*Brano fornito*.
○ ○ ○ ○

Ad esempio, al momento della loro espulsione dall’Inghilterra (1290), gli Ebrei inglesi si stima fossero solo 2500, e del resto sempre pochissimi erano stati, essendovi arrivati solo nel 1066 su invito di Guglielmo Il Conquistatore.
Anche la Francia, dopo l’espulsione degli Ebrei decretata da Filippo il Bello nel 1306, diventa di fatto area degiudaizzata (come l’Inghilterra, sarà “ripopolata” nel secolo XVI da sefarditi spagnoli), ma, anche qui, gli Ebrei non dovevano esser molti, se non si ha alcuna notizia di afflussi nelle vicine, importanti, comunità ebraiche della Renania. Importanti?
A propositi del massacro crociato del 1096 a danno di tutti gli Ebrei di Magonza e Worms che non abiurarono, fonti ebraiche, quindi semmai approssimate per eccesso, parlano di 2000 morti in tutto, che quindi, fatti salvi pochi possibili fuggiaschi, era il modesto ammontare delle due comunità giudaiche più importanti della Renania (la terza era a Spira). Inoltre, sempre le fonti ebraiche, in occasione delle varie successive crociate di passaggio in Renania, col solito corollario di stragi di Ebrei, parlano solo di fughe da una città all’altra della Renania, mai di migrazioni massicce verso l’Europa orientale, che, peraltro, avrebbero dovuto lasciare qualche traccia del loro passaggio attraverso la Germania centro-orientale, che invece è sempre stata un deserto ebraico, del tutto priva di quelle piccole comunità ebraiche, relitte lungo il percorso , che ci si aspetterebbe di trovare.
Infine, l’aspetto sociale. Solo in Europa orientale si assiste al caso di Ebrei che si occupano di agricoltura, in veste di contadini ma anche, nel Regno d’Ungheria, in quella di proprietari terrieri, forse perché discendenti di famiglie appartenenti a quella nobiltà militare kabaro-ebraica che abbiamo visto protagonista della nascita del regno stesso, che si riciclano nel ruolo di grandi latifondisti e poi, gradualmente, si convertiranno al cristianesimo quando, soprattutto a partire dal XIV secolo, essere ebrei taglia fuori, anche in Ungheria, dalla carriera politica.

○ ○ ○ ○

*Dati forniti*.
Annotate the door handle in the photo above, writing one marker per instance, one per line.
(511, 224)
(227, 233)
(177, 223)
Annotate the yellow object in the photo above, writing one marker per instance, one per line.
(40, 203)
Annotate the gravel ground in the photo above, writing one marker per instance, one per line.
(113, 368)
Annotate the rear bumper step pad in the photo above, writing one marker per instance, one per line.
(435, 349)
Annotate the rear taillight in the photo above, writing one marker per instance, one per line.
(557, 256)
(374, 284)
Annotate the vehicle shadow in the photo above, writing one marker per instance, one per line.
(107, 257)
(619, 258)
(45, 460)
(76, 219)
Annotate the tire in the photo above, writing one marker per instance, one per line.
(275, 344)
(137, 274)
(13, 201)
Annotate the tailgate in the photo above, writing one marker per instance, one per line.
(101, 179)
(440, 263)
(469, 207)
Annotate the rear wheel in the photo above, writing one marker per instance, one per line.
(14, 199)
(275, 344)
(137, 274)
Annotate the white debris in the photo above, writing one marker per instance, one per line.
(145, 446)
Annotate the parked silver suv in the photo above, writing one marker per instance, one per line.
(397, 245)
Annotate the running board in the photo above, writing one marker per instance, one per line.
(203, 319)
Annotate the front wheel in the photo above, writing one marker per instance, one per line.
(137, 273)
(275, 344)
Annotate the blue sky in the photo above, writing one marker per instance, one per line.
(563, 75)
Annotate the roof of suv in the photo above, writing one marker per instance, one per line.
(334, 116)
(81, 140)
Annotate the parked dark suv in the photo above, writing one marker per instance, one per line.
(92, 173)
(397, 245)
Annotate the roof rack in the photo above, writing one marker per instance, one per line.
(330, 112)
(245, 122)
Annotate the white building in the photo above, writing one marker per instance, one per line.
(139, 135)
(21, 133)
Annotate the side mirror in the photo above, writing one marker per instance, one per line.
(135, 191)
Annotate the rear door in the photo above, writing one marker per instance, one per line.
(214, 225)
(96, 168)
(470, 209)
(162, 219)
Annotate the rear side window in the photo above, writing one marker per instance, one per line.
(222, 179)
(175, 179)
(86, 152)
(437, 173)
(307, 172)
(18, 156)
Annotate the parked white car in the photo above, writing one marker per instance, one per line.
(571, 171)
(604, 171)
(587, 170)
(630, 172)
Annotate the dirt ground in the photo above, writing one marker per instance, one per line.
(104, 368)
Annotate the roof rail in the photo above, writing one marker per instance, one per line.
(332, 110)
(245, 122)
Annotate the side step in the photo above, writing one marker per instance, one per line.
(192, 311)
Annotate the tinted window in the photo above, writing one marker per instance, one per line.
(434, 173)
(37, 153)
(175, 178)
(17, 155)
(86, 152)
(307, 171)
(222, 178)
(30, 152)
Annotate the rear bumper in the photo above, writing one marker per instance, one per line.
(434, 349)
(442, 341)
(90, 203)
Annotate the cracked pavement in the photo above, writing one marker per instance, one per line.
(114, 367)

○ ○ ○ ○

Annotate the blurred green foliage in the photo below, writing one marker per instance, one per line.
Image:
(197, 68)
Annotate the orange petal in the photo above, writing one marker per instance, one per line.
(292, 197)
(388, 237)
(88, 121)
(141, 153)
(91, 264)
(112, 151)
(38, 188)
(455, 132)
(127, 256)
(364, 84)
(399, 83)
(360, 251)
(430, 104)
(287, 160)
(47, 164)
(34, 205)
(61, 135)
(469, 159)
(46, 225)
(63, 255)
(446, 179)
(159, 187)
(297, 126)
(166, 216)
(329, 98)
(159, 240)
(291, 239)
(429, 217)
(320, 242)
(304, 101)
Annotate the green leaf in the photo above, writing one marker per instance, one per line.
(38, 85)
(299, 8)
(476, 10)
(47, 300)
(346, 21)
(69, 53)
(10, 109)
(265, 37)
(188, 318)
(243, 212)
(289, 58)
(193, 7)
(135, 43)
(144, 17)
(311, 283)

○ ○ ○ ○

*Consegna*. Ricopia dal brano sugli Ebrei nell'Europa medievale tutto ciò che va da "Ad esempio, al" giù fino a "della Renania. Importanti?", senza cambiare nulla.

*Risposta scritta*.
Ad esempio, al momento della loro espulsione dall’Inghilterra (1290), gli Ebrei inglesi si stima fossero solo 2500, e del resto sempre pochissimi erano stati, essendovi arrivati solo nel 1066 su invito di Guglielmo Il Conquistatore.
Anche la Francia, dopo l’espulsione degli Ebrei decretata da Filippo il Bello nel 1306, diventa di fatto area degiudaizzata (come l’Inghilterra, sarà “ripopolata” nel secolo XVI da sefarditi spagnoli), ma, anche qui, gli Ebrei non dovevano esser molti, se non si ha alcuna notizia di afflussi nelle vicine, importanti, comunità ebraiche della Renania. Importanti?